Written exercise: Copy word for word the lines in the listing below, starting at the line that contains "Mark the ceramic" and ending after the line that contains "point(289, 740)".

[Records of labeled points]
════════

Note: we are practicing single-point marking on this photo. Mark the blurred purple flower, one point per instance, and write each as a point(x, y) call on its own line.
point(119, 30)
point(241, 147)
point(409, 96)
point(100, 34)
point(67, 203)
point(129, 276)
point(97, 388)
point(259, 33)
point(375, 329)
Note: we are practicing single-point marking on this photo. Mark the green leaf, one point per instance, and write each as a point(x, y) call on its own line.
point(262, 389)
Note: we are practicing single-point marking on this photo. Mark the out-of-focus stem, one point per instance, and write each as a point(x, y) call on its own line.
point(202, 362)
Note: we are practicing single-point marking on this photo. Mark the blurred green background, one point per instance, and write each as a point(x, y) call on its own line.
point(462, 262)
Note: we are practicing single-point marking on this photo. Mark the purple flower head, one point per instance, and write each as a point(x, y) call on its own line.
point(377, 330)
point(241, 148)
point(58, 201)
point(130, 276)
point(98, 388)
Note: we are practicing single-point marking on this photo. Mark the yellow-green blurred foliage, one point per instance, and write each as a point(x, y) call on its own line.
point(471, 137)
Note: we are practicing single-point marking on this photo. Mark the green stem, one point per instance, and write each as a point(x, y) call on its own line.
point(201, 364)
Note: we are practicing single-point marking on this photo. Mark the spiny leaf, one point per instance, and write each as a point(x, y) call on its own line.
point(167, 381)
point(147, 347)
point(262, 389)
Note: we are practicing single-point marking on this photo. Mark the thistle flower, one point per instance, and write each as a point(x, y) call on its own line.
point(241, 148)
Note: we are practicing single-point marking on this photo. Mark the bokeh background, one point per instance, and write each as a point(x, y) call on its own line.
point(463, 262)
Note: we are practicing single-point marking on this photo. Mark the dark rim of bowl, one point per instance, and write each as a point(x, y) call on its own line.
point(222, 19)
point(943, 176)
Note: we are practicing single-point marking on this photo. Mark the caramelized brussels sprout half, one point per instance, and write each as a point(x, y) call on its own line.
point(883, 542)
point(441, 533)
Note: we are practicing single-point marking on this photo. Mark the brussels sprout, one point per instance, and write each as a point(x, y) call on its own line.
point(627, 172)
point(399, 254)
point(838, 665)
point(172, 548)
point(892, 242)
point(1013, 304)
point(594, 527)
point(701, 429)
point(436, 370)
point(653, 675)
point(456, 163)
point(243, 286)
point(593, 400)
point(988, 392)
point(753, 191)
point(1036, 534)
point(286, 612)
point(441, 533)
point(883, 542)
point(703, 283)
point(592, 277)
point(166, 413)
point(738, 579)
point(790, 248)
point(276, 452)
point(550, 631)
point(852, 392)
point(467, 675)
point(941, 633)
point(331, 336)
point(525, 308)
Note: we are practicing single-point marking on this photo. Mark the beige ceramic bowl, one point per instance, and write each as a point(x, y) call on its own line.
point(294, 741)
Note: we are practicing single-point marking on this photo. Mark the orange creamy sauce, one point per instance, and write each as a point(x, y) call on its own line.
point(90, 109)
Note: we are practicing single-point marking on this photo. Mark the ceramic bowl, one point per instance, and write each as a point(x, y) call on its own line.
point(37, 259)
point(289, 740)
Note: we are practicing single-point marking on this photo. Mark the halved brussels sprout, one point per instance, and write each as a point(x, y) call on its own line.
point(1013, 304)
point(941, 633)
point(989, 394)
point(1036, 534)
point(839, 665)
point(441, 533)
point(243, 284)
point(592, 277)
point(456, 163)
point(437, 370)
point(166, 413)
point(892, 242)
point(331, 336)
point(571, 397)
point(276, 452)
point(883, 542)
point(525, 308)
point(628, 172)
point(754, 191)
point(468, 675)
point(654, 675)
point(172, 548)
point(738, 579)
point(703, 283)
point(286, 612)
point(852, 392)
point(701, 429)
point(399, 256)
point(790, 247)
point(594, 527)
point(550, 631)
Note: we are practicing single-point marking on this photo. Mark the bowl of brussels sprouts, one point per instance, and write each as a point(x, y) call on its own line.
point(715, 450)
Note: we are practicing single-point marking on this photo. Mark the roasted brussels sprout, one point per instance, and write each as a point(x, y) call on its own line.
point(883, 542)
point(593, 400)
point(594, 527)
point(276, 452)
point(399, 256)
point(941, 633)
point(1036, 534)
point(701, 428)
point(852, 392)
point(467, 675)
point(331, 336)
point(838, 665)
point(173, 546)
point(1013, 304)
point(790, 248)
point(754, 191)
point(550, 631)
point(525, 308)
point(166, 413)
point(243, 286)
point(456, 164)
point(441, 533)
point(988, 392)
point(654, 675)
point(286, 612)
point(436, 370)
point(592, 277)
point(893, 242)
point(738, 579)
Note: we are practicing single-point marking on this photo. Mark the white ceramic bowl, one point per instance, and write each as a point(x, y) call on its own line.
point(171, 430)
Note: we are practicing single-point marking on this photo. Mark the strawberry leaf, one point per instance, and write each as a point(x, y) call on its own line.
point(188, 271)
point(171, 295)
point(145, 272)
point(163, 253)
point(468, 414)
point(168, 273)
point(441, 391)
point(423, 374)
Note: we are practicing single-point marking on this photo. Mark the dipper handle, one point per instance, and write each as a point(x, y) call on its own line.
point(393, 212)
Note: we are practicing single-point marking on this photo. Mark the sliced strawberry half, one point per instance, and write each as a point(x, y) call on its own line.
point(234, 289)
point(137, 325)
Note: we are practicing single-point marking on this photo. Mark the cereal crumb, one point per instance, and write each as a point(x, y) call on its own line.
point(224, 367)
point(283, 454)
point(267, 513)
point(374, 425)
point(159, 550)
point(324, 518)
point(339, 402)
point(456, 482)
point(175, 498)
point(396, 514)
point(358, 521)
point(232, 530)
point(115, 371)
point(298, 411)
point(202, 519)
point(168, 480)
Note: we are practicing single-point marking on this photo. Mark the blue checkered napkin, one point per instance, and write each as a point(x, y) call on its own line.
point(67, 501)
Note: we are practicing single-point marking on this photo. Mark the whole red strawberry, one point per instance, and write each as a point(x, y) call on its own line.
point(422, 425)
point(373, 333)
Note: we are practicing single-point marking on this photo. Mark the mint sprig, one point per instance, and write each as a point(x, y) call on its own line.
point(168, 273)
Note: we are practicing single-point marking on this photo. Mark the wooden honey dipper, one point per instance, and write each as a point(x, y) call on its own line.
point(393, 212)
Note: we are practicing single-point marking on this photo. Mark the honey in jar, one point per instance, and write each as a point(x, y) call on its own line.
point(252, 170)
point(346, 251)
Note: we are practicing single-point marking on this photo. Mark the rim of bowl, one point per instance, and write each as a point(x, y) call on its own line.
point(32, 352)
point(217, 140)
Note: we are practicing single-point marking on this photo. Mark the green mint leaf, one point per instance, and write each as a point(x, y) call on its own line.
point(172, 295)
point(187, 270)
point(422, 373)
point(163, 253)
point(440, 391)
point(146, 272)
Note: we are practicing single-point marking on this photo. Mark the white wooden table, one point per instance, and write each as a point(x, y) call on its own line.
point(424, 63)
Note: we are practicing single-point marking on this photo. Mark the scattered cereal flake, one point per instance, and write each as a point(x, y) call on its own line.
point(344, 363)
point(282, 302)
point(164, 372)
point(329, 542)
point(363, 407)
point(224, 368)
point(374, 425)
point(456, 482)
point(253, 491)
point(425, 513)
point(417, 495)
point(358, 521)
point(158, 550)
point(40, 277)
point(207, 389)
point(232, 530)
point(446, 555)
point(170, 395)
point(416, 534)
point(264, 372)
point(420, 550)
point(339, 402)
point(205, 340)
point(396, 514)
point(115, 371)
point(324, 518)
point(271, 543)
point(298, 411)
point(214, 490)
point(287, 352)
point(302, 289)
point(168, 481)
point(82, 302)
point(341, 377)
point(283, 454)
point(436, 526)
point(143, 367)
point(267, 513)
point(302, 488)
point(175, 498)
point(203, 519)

════════

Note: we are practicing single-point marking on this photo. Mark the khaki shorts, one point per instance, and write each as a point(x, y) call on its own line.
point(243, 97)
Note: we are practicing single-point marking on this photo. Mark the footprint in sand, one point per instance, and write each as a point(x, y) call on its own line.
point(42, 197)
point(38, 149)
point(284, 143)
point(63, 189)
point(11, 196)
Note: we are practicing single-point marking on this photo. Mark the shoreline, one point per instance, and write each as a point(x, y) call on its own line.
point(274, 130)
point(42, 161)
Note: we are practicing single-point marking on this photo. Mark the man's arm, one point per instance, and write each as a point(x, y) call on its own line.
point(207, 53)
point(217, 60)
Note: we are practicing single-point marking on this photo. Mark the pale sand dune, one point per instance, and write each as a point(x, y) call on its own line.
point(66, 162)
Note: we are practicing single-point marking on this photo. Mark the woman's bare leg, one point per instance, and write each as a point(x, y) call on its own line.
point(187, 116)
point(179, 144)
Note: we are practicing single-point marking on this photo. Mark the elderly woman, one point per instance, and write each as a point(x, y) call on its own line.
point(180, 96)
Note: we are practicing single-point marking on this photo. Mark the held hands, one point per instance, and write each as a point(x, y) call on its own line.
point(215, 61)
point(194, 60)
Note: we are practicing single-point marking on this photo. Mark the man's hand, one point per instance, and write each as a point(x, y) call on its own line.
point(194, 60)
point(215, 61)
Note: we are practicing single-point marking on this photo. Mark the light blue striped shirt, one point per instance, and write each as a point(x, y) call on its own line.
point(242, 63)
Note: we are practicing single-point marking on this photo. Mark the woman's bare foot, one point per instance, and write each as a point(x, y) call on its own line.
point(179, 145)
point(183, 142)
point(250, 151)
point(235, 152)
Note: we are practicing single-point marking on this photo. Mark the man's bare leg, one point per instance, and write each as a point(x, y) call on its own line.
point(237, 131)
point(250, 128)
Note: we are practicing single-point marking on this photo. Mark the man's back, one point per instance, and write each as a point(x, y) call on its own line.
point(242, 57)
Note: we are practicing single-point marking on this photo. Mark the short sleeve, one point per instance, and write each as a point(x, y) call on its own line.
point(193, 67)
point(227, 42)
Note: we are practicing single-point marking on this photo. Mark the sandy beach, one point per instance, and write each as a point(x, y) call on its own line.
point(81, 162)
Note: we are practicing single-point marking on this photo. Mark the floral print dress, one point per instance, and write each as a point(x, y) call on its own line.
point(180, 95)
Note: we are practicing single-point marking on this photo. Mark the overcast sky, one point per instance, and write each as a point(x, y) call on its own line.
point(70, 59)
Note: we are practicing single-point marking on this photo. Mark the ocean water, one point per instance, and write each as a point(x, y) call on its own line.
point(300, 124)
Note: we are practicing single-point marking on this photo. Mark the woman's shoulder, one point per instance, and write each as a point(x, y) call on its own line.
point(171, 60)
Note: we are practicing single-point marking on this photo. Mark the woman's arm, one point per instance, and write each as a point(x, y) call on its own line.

════════

Response below:
Note: we are practicing single-point marking on this photo. Mark the ceramic bowl, one point per instance, and write each as a point(x, y) call on its own line.
point(37, 259)
point(289, 740)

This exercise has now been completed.